Task to carry out =
Can you rewrite the records below, replacing "noun phrase to outline" with "phrase to trace" in every one and leaving everything else unchanged?

Entries shown =
○ ○ ○ ○

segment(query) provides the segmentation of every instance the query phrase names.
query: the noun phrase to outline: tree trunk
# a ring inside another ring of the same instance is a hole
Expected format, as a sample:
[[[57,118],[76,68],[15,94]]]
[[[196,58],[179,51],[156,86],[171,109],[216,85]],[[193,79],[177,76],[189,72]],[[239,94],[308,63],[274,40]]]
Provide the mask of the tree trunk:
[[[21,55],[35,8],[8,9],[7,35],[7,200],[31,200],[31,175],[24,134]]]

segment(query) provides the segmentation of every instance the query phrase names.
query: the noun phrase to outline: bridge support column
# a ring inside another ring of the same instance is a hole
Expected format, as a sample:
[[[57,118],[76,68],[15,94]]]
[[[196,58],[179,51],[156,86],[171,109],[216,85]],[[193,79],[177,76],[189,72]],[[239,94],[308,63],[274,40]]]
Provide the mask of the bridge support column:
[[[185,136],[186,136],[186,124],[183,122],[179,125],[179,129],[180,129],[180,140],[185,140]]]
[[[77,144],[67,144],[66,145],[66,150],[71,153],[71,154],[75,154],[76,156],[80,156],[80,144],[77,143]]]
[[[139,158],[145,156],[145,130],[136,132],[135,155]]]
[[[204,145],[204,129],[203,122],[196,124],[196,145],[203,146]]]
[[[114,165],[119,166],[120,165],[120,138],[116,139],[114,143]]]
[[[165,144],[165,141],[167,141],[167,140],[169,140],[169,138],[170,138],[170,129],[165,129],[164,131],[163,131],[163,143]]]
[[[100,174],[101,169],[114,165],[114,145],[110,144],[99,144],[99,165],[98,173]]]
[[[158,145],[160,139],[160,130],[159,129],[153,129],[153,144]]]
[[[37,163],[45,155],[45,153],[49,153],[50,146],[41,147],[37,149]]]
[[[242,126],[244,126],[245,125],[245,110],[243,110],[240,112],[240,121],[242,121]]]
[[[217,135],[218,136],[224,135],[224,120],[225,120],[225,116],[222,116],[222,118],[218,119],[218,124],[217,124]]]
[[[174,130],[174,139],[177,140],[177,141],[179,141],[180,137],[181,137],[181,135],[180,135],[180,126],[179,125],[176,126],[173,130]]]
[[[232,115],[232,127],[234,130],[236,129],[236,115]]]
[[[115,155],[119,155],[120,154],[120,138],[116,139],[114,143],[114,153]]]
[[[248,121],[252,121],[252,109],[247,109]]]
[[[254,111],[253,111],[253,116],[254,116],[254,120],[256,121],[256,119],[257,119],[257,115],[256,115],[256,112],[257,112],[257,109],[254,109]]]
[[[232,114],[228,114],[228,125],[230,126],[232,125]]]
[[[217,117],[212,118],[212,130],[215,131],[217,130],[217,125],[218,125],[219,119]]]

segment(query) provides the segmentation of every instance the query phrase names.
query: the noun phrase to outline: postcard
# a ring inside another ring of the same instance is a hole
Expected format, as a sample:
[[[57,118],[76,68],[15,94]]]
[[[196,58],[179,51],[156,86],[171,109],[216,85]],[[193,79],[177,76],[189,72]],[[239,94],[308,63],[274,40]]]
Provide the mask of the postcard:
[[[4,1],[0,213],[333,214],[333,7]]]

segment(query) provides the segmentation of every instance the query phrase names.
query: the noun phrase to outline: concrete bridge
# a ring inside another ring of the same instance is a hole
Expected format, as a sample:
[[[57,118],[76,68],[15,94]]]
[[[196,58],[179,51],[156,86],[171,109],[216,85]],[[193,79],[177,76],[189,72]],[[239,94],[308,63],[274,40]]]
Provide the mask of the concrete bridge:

○ ○ ○ ○

Output below =
segment(query) provides the segmentation of every instance the query phrase names.
query: the phrase to trace: tree trunk
# a ring inside another ring of the same instance is a hole
Expected format, as a sample:
[[[57,118],[76,68],[15,94]]]
[[[196,58],[179,51],[156,86],[171,109],[216,85]],[[193,79],[177,76],[189,72]],[[239,94],[308,63],[274,40]]]
Provide the mask of the tree trunk:
[[[21,55],[35,8],[8,9],[7,35],[7,200],[31,200],[31,175],[24,134]]]

segment(query) provides the segmentation of every instance the query phrase names.
query: the phrase to trace: bridge support column
# a ring inside another ring of the same instance is a hole
Expected format, as a sample:
[[[57,118],[76,68],[15,94]]]
[[[196,58],[179,51],[156,86],[171,109],[216,85]],[[193,79],[177,76],[189,72]],[[239,94],[308,63],[274,40]]]
Provide the mask of the bridge support column:
[[[185,136],[186,136],[186,124],[183,122],[179,125],[179,129],[180,129],[180,140],[185,140]]]
[[[77,144],[67,144],[66,145],[66,150],[71,153],[71,154],[75,154],[76,156],[80,156],[80,144],[77,143]]]
[[[139,158],[145,156],[145,130],[136,132],[135,155]]]
[[[204,145],[204,129],[203,122],[196,124],[196,145],[203,146]]]
[[[114,165],[119,166],[120,165],[120,138],[116,139],[114,143]]]
[[[165,144],[165,141],[167,141],[167,140],[169,140],[169,138],[170,138],[170,129],[165,129],[164,131],[163,131],[163,143]]]
[[[100,174],[101,169],[114,165],[114,145],[110,144],[99,144],[99,165],[98,173]]]
[[[158,145],[160,139],[160,130],[159,129],[153,129],[153,144]]]
[[[37,163],[45,155],[45,153],[49,153],[50,146],[41,147],[37,149]]]
[[[242,126],[244,126],[245,125],[245,110],[243,110],[240,112],[240,121],[242,121]]]
[[[217,135],[218,136],[224,135],[224,120],[225,120],[225,116],[222,116],[222,118],[218,119],[218,124],[217,124]]]
[[[174,130],[174,139],[177,140],[177,141],[179,141],[180,137],[181,137],[181,135],[180,135],[180,126],[179,125],[176,126],[173,130]]]
[[[232,115],[232,127],[234,130],[236,129],[236,115]]]
[[[115,155],[119,155],[120,154],[120,138],[116,139],[114,143],[114,153]]]
[[[248,121],[252,121],[252,109],[247,109]]]
[[[254,111],[253,111],[253,116],[254,116],[254,120],[256,121],[256,119],[257,119],[257,115],[256,115],[256,112],[257,112],[257,109],[254,109]]]
[[[232,114],[228,114],[228,125],[230,126],[232,125]]]
[[[217,117],[212,118],[212,130],[215,131],[217,130],[217,125],[218,125],[219,119]]]

segment(query) provides the segmentation of every instance the query phrase names.
query: the phrase to trace: postcard
# a ring inside another ring of the same instance is a hole
Expected format, as a sample:
[[[57,118],[76,68],[15,94]]]
[[[196,58],[179,51],[156,86],[171,109],[216,85]],[[193,79],[177,76],[189,72]],[[239,94],[308,63],[274,40]]]
Provide the mask of the postcard:
[[[4,1],[0,213],[333,214],[333,7]]]

segment(query) provides the segmentation of every instance the query phrase names.
query: the phrase to trace: concrete bridge
# a ring inside another ring of the same instance is a hole
Expected format, as a sample:
[[[57,118],[76,68],[15,94]]]
[[[196,58],[179,51],[156,86],[171,109],[216,85]],[[193,79],[177,76],[189,72]],[[239,94],[308,63],[274,40]]]
Provide the mask of the concrete bridge:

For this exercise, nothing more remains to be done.